Stored data entries:
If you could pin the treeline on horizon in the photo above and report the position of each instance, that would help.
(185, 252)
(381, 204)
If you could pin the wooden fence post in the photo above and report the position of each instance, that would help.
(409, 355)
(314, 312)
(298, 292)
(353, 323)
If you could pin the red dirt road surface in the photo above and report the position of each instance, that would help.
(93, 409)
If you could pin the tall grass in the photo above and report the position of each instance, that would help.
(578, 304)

▶ _Directions_: All of the data shown above should be printed exactly as given.

▶ _Response_:
If you could pin the treeline on horizon in the photo above and report the position of each instance, that would help.
(185, 252)
(381, 204)
If you could pin the wooden fence post in the photo above and report the position of each instance, that would help.
(409, 355)
(314, 312)
(298, 292)
(353, 323)
If you could pin the red dirt road surface in the photo above and report the position of each instance, that would help.
(93, 409)
If you could pin the tall grass in the photo above and report the position of each instance, that would help.
(578, 304)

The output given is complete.